REQUIRED WORK
The entries that follow include a run beginning at the line with "forehead -> outlines, every instance" and ending at the line with "lips -> outlines, every instance"; restate that run word for word and leave the rest out.

[Stored records]
▬▬▬

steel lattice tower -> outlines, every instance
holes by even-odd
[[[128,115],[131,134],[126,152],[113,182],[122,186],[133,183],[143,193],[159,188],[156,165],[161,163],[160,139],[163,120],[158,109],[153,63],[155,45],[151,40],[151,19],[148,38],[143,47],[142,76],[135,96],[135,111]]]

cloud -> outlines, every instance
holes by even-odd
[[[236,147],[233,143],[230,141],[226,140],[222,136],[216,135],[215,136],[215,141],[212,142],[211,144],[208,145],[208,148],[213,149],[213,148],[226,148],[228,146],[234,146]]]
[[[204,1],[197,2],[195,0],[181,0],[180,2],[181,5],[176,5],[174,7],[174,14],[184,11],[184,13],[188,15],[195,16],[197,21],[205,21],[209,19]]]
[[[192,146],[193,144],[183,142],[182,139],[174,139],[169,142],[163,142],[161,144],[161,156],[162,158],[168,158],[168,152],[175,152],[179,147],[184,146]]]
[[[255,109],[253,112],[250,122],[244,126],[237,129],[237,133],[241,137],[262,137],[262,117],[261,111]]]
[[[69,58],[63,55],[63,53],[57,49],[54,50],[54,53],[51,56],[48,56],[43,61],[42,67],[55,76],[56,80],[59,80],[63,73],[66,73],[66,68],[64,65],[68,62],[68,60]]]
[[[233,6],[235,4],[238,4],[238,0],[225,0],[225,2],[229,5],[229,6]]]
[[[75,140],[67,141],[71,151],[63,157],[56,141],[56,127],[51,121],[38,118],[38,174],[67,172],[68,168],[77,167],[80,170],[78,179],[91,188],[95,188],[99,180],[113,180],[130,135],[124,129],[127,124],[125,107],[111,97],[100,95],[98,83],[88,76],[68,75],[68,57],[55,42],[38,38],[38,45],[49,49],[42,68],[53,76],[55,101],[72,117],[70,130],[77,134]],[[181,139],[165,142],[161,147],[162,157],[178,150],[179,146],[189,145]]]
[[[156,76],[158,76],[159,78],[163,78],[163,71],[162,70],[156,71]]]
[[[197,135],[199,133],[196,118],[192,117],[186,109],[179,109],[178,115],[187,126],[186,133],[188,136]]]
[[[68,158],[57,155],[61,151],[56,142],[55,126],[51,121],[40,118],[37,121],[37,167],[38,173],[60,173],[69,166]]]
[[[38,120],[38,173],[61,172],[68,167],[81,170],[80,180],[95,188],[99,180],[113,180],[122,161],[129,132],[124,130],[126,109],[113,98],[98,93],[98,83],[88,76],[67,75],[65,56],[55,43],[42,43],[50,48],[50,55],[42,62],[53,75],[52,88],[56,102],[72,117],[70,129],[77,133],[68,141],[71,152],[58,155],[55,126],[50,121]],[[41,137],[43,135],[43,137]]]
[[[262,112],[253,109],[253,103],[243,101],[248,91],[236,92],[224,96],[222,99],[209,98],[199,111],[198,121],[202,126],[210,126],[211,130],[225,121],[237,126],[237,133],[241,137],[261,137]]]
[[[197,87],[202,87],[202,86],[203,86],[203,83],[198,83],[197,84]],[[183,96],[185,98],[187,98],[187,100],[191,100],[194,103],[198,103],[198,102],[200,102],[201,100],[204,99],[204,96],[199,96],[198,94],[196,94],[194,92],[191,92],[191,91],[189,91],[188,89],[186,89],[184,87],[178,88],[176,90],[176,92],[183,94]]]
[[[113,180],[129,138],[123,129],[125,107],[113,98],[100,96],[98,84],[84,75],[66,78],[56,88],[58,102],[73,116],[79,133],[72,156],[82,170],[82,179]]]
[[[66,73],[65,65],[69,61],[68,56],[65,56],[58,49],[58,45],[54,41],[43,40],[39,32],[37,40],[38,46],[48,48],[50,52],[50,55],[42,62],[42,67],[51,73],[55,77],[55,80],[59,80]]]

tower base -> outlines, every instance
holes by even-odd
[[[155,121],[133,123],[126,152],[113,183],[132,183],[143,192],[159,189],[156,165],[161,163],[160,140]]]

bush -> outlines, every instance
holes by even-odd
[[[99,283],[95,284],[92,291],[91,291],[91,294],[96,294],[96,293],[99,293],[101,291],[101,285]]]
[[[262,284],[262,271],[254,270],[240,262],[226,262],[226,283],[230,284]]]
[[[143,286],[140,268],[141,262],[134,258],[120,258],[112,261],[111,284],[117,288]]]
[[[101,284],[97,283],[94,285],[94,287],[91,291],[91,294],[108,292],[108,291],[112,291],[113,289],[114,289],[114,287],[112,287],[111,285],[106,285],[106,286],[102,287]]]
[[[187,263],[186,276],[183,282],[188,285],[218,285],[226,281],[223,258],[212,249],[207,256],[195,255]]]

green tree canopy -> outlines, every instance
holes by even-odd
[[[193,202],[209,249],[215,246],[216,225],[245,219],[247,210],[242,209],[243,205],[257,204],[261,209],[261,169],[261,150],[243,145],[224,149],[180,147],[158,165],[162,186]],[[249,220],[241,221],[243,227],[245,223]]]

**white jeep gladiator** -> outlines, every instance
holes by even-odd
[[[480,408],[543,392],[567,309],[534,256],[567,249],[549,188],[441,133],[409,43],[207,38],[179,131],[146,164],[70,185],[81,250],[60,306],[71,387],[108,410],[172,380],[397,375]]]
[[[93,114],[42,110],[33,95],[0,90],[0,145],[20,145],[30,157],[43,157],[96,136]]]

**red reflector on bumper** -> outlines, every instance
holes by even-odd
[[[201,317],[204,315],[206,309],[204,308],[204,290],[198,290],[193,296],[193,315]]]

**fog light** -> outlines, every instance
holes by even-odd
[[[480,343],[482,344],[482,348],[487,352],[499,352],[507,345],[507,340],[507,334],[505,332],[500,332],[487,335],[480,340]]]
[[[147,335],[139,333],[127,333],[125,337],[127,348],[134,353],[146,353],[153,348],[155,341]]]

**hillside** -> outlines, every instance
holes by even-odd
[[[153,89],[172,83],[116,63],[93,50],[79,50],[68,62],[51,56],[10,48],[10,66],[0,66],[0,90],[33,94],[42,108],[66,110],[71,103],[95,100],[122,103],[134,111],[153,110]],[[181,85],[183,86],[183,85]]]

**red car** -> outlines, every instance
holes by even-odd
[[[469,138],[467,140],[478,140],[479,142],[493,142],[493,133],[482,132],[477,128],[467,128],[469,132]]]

▬▬▬

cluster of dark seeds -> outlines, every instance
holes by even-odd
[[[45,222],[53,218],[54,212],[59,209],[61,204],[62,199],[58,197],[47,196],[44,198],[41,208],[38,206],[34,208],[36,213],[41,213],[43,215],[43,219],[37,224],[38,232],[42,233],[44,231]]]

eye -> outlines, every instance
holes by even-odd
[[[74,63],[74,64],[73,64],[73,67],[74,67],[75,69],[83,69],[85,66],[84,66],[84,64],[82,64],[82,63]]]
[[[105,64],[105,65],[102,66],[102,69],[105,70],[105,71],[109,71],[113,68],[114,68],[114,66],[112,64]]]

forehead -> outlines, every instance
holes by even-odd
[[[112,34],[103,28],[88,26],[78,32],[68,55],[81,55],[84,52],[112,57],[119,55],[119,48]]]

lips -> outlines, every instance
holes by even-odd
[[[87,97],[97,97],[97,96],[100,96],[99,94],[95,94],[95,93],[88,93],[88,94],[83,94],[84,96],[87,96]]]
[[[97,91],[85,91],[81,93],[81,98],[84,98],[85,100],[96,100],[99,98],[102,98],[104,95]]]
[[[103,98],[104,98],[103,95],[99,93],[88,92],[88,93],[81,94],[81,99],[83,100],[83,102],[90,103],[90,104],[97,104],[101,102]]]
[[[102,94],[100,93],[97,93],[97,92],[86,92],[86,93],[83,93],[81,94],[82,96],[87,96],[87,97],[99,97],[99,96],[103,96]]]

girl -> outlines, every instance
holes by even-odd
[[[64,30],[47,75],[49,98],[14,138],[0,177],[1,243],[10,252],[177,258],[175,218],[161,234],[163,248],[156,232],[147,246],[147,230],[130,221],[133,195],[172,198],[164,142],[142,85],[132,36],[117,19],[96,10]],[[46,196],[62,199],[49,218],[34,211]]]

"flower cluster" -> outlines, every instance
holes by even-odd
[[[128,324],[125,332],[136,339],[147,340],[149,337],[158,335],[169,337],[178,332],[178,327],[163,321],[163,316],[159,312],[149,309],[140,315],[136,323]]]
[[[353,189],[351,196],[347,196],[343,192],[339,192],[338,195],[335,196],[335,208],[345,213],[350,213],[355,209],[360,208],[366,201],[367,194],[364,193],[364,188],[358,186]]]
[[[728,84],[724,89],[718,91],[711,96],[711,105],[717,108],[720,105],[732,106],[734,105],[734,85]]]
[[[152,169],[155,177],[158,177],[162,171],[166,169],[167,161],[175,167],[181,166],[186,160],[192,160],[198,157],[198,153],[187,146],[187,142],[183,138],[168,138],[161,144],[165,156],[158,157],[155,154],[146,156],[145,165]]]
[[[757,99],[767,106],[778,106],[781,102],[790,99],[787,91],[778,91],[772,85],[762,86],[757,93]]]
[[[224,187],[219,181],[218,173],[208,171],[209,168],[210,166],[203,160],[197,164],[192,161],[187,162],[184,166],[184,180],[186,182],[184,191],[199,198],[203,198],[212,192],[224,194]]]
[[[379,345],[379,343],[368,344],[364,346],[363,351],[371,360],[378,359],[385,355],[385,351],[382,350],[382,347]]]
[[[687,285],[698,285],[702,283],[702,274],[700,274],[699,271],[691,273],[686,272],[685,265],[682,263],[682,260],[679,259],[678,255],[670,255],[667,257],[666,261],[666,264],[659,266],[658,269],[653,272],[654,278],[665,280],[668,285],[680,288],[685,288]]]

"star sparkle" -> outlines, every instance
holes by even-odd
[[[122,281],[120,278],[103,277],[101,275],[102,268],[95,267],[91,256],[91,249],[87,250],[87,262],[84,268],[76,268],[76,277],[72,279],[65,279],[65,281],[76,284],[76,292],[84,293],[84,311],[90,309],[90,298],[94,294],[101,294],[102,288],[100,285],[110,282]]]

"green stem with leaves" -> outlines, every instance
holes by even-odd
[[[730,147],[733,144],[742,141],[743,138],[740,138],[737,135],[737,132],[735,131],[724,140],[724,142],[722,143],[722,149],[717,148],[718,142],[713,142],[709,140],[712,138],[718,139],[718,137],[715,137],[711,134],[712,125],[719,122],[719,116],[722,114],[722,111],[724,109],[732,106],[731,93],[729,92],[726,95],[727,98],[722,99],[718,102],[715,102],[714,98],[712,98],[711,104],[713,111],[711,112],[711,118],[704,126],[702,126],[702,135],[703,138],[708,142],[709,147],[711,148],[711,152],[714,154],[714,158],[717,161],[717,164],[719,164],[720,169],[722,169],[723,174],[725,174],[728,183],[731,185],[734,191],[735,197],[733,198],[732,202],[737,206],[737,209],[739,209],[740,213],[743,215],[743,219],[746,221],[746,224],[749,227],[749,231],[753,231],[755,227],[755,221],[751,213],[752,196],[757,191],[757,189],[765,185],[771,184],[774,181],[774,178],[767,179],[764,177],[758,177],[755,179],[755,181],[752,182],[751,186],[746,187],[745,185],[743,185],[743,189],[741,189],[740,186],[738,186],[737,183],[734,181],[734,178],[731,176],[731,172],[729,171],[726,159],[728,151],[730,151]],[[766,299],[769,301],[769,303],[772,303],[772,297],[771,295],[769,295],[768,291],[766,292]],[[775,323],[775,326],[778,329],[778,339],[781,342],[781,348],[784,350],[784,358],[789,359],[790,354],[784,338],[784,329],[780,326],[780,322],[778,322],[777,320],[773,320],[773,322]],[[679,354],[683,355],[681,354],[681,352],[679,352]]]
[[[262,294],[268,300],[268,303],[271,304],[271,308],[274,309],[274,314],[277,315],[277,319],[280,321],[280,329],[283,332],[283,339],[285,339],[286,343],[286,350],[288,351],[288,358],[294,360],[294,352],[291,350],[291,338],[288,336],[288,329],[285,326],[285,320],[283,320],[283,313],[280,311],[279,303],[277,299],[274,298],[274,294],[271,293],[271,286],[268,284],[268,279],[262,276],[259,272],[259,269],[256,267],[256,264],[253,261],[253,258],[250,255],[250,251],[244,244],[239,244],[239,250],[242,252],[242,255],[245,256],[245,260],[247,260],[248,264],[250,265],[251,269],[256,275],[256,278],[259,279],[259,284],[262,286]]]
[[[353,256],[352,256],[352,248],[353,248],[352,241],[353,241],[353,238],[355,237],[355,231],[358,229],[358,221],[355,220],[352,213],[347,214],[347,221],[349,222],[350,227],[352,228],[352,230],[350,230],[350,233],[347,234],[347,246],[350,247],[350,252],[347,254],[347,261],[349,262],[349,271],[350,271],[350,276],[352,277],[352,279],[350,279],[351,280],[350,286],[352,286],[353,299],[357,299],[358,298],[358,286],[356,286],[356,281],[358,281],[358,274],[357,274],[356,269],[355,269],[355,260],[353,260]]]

▬▬▬

WRITTEN SOLUTION
forehead -> outlines, every instance
holes by even-odd
[[[112,34],[103,28],[88,26],[78,32],[68,55],[81,55],[84,52],[112,57],[119,55],[119,48]]]

lips -> outlines, every instance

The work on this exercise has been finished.